:: GIVEN DATA
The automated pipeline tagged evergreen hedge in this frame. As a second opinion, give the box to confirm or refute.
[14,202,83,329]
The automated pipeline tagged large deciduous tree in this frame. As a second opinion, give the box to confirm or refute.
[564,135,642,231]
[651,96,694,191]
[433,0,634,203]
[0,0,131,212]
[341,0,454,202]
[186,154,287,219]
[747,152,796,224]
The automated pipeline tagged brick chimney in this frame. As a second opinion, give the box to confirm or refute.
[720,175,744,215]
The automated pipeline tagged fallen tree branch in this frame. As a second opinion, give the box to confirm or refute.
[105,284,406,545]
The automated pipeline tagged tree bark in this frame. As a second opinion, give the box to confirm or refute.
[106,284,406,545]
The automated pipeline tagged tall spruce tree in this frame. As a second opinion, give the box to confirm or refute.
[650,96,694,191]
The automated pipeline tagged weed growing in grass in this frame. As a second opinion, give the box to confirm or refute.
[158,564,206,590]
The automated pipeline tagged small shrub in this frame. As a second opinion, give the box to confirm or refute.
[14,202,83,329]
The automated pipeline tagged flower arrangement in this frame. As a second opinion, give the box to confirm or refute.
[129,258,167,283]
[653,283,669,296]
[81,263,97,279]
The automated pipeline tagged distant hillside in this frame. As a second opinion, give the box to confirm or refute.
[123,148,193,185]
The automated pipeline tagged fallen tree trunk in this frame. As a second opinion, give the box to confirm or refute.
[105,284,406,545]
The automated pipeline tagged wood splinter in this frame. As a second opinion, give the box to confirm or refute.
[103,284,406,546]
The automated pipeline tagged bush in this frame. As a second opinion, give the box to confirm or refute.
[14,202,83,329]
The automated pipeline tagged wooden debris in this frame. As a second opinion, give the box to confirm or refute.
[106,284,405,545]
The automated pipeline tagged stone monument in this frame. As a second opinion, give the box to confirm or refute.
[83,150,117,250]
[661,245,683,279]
::::
Set out each line of the listing above as a numbered list, leaving out any blank lines.

1. The automated pipeline tagged evergreen hedge in this frame. As a second opinion, give the box to confirm or refute.
2. [14,202,83,329]
3. The automated pipeline tagged large deciduous tree in this frame. As a second opinion, give the box to confirm or refute.
4. [564,135,642,231]
5. [651,96,694,191]
6. [433,0,634,203]
7. [0,0,131,212]
8. [341,0,454,202]
9. [186,154,287,219]
10. [747,152,796,224]
11. The automated pipeline tagged brick chimney in this frame. As a second opinion, give the box to confirm or refute.
12. [720,175,744,215]
13. The automated pipeline tagged fallen tree branch in this frame. As a second opinion, give the box to confirm or refute.
14. [105,284,406,545]
15. The automated pipeline tagged tree bark in this frame. As a second opinion, give the box to confirm or refute.
16. [106,284,406,545]
17. The automated pipeline tagged tall spruce tree in this frame. As a second opinion, give the box to confirm or refute.
18. [650,96,694,191]
19. The automated pipeline tagged weed growing in grass in this frame. As a second opinion, give the box to confirm or refute.
20. [158,564,206,590]
21. The automated pipeline tagged small shrub in this frame. As a second opinion, give the box to confirm or refute.
22. [14,202,83,329]
23. The automated pipeline tagged flower arrangement in this frame. As a second opinion, give the box to confirm or refute.
24. [129,258,167,283]
25. [653,283,669,296]
26. [81,263,97,279]
27. The automated pipeline tagged distant hillside in this frame. As a second opinion, give the box to confirm or refute.
28. [123,148,193,185]
29. The automated pipeline tagged fallen tree trunk in this frame. As a second opinion, give the box to confirm or refute.
30. [105,284,406,545]
31. The automated pipeline tagged wood splinter in this frame. As a second opinion, give the box to confirm or refute.
32. [103,284,406,546]
33. The automated pipeline tagged bush in this frame. As a second opinion, give the box to confirm or refute.
34. [14,202,83,329]
35. The automated pipeline tagged wooden debris in this frame. As a second opinion, give the box to confirm or refute.
36. [106,284,405,545]
37. The automated pipeline tagged stone monument in this frame. As a second opinion, give the box to confirm or refute.
38. [83,150,117,250]
39. [661,245,683,279]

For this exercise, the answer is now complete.